> [READING TEXT]
+++
Yup. totally agree to your deductions.  :Smile:

----------


## Edmundo

> I think that is one of the main problem with the L66,L399,L400,Lower Xingu group of fishes.... they look too similar!!


Rio Iriri is another good place to find nice champion looking hypancistrus.........  :Smile:

----------


## Edmundo

> 


wish you success also........... cheers  :Smile:

----------


## Jordi

> 




very nice tank setup! nice big dw  :Smile:

----------


## weiquan

> One more..........


i might not be right but it will easier differenitate when seeing it live but its ok i just try my best to share pictures and hope *you* can come to a conculsion. you really have wonderful pieces by the way.

here are some old pictures of my L400 males taken long ago from top view.

----------


## eeeeemo

hmmm that female may be a L345! or at least the MAIN pic they used on PC for L345.

----------


## Edmundo

> i might not be right but it will easier differenitate when seeing it live but its ok i just try my best to share pictures and hope u can come to a conculsion. you really have wonderful pieces by the way.
> 
> here are some old pictures of my male L400 taken long ago from top view.
+++
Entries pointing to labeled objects

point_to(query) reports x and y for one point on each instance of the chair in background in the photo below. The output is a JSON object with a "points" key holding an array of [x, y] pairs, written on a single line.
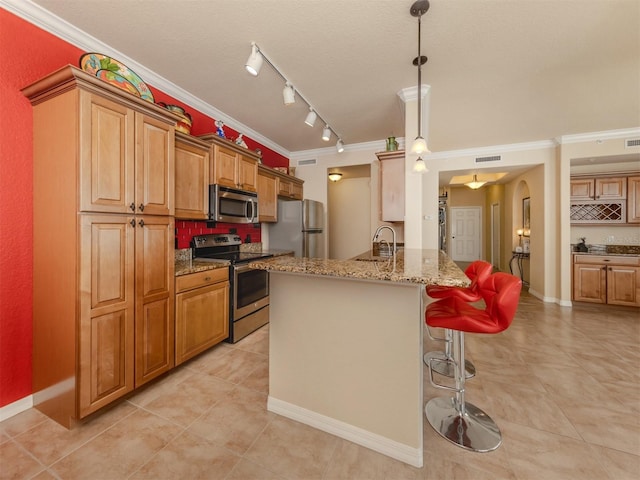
{"points": [[452, 417]]}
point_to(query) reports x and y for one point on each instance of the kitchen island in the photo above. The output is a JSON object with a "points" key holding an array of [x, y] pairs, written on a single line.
{"points": [[345, 345]]}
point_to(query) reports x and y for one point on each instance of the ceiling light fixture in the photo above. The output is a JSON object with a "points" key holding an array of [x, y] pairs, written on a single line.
{"points": [[311, 117], [474, 184], [289, 94], [254, 62], [326, 133], [419, 146], [253, 65]]}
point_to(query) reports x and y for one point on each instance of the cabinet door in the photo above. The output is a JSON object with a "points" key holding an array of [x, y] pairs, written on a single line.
{"points": [[107, 154], [106, 327], [589, 283], [267, 197], [296, 190], [392, 189], [247, 174], [611, 188], [154, 321], [191, 181], [154, 166], [582, 189], [224, 167], [633, 200], [623, 285], [202, 319]]}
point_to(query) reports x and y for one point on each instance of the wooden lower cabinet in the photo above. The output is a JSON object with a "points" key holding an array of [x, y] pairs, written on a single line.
{"points": [[202, 312], [606, 279], [126, 321]]}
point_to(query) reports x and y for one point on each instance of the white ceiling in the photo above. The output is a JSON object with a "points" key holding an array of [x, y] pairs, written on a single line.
{"points": [[500, 71]]}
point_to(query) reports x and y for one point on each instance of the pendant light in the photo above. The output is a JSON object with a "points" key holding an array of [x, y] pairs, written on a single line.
{"points": [[419, 145]]}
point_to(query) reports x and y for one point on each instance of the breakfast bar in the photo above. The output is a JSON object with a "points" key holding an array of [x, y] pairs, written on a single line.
{"points": [[345, 347]]}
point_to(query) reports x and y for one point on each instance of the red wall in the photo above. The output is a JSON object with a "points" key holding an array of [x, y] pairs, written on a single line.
{"points": [[28, 53]]}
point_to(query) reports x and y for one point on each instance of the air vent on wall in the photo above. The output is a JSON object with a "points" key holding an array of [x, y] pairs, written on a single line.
{"points": [[495, 158], [311, 161]]}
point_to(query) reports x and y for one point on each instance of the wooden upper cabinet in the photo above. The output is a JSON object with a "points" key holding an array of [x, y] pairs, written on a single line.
{"points": [[154, 166], [633, 199], [231, 165], [267, 196], [614, 188], [391, 186], [191, 178], [126, 159], [605, 188]]}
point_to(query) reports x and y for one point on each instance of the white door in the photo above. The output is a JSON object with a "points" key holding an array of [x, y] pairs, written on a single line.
{"points": [[465, 233]]}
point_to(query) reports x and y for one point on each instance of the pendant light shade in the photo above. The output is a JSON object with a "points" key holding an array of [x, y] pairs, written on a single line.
{"points": [[311, 118], [289, 94], [474, 184], [254, 62]]}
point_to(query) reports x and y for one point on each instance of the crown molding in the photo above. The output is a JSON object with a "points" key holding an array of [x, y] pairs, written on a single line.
{"points": [[55, 25], [598, 136]]}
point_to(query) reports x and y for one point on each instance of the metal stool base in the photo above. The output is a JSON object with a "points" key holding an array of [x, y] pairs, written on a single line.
{"points": [[446, 367], [474, 430]]}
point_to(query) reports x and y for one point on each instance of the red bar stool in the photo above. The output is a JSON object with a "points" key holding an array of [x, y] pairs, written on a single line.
{"points": [[456, 420], [477, 272]]}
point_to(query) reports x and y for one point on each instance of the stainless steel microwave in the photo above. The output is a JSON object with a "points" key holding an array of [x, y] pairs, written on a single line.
{"points": [[232, 206]]}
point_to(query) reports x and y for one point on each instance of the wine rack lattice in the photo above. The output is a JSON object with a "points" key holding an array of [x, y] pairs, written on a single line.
{"points": [[610, 212]]}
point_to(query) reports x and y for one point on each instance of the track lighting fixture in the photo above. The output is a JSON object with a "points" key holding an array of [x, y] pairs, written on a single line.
{"points": [[326, 133], [253, 65], [311, 117], [254, 62], [289, 94]]}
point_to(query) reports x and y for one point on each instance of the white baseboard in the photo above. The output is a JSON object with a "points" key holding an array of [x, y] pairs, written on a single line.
{"points": [[373, 441], [16, 407]]}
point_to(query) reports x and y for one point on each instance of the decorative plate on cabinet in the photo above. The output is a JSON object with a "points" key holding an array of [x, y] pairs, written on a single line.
{"points": [[116, 73]]}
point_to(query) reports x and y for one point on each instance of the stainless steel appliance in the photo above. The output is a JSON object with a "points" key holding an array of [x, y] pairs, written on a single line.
{"points": [[300, 228], [232, 206], [249, 292]]}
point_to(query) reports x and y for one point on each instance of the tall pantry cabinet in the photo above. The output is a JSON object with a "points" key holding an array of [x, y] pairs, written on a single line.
{"points": [[103, 243]]}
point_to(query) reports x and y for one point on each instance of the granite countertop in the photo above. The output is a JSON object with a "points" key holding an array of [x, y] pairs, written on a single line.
{"points": [[427, 267]]}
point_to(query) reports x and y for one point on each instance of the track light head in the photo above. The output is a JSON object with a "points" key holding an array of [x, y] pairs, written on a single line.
{"points": [[289, 94], [254, 62], [311, 118], [326, 133]]}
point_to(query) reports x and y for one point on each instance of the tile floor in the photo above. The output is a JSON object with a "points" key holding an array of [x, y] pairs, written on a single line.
{"points": [[563, 384]]}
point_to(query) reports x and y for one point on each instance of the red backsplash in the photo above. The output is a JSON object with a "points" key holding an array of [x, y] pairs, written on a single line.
{"points": [[186, 229]]}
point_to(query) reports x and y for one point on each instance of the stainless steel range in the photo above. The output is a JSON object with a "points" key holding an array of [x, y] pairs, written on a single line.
{"points": [[249, 292]]}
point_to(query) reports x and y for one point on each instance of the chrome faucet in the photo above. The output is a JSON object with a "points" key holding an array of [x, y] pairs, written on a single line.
{"points": [[393, 234]]}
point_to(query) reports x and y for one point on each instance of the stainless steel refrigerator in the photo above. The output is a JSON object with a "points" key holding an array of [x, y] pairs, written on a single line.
{"points": [[300, 228]]}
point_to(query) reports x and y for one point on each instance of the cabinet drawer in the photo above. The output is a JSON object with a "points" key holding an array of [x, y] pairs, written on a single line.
{"points": [[607, 260], [199, 279]]}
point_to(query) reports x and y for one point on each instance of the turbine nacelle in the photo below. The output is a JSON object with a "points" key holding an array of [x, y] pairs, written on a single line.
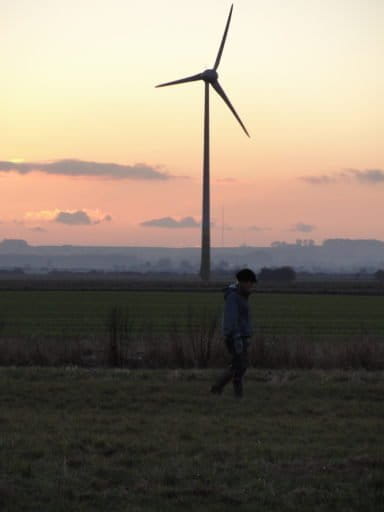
{"points": [[210, 75]]}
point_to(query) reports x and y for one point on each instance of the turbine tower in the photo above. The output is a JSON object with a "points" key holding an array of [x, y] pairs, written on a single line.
{"points": [[209, 77]]}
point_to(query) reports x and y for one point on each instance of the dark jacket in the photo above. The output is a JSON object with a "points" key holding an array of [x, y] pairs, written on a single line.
{"points": [[236, 321]]}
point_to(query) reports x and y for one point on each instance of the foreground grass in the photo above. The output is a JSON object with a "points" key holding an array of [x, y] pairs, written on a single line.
{"points": [[78, 440], [84, 313]]}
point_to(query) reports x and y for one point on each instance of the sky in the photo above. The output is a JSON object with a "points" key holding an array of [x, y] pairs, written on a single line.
{"points": [[92, 153]]}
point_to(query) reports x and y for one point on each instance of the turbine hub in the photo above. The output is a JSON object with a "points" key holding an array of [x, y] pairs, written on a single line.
{"points": [[210, 75]]}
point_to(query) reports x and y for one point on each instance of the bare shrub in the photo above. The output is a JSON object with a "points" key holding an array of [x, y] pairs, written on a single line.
{"points": [[120, 325]]}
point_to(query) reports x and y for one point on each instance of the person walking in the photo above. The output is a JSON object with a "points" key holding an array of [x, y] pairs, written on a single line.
{"points": [[236, 331]]}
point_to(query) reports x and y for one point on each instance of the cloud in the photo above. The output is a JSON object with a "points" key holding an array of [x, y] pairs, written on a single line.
{"points": [[69, 217], [38, 229], [71, 167], [372, 176], [226, 180], [73, 218], [257, 228], [368, 176], [171, 223], [303, 228]]}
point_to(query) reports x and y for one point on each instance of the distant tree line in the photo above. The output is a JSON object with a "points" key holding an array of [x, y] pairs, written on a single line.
{"points": [[379, 275], [277, 274]]}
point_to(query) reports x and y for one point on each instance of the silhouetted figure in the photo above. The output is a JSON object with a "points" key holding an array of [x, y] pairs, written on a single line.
{"points": [[237, 331]]}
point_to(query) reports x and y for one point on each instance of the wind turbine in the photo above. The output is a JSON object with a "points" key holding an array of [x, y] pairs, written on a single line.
{"points": [[209, 77]]}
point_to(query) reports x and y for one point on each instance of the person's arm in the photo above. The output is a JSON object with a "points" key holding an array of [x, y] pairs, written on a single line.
{"points": [[231, 316]]}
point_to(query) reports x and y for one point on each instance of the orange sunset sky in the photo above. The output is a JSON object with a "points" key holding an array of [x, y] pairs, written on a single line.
{"points": [[90, 150]]}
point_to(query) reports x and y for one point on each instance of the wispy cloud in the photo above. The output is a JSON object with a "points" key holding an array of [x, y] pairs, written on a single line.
{"points": [[257, 228], [301, 227], [171, 223], [367, 176], [69, 217], [81, 168], [228, 180], [38, 229]]}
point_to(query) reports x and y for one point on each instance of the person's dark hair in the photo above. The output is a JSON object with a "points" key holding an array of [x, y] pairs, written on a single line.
{"points": [[246, 275]]}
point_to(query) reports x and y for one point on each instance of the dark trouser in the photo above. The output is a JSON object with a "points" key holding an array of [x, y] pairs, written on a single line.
{"points": [[238, 348]]}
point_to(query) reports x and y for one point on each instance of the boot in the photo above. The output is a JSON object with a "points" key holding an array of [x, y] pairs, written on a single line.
{"points": [[238, 387], [219, 385]]}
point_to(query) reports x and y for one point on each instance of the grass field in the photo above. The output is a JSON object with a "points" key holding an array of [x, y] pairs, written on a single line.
{"points": [[84, 313], [78, 440]]}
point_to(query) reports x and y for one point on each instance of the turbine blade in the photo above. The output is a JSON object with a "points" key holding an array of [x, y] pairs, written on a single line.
{"points": [[222, 94], [218, 58], [182, 80]]}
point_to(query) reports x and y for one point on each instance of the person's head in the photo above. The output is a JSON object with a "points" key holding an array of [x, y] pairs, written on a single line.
{"points": [[246, 279]]}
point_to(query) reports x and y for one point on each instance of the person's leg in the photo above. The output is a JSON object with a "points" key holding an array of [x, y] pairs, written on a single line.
{"points": [[227, 375], [239, 364]]}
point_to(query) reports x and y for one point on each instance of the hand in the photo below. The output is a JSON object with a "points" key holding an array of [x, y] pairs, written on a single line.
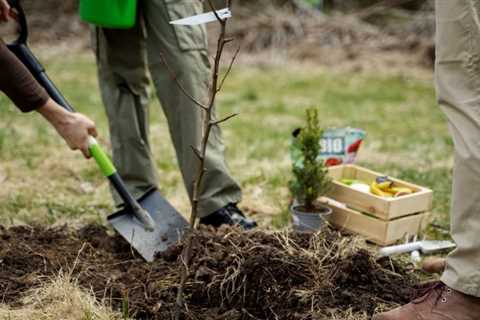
+++
> [TASKS AND EXERCISES]
a - List every L-number that appears in the forum thread about Hypancistrus fish, naming each one only once.
b - Proceed with the forum thread about Hypancistrus fish from the point at which it stops.
No task makes use of the data.

> [PER-TASK OUTPUTS]
a - L66, L399, L400, L345

b -
No worries, i do err in IDing also. We learn from each other all the while.  :Smile:

----------


## Gecko

> The second piece is from Gecko, he should know bet*ter* what he actual*ly* paid for........... cheers


 :Laughing:  

Got them because I didn't know what they were! I just know what they were Not. These are early NKS and probably the 1st "L173" shipments to come in at FH. I know they are not L173, and not L236 as claimed. They are definitely not L174, 66 or 333 and in those earlier days, L number has not reached L399/400 yet. Now after one big round, I decided I like lower xingu types (which I think they are most likely) so if you tire of them, I am ready to take them back :Grin:

----------


## Edmundo

Finally you visited thread. in fact im waiting for you to call me again............ thats why i made new setup..........  :Grin:

----------


## Cup

Your fish are all in the 39/400 group. They are a very variable animal, and these certainly aren't L-174.

----------


## Edmundo

> Your fish are all in the 39/400 group. They are a very variable animal, and these certainly aren't L-174.


that's great. No cross breeding.  :Smile:

----------


## Cup

True. Good luck with them. They are very beautiful.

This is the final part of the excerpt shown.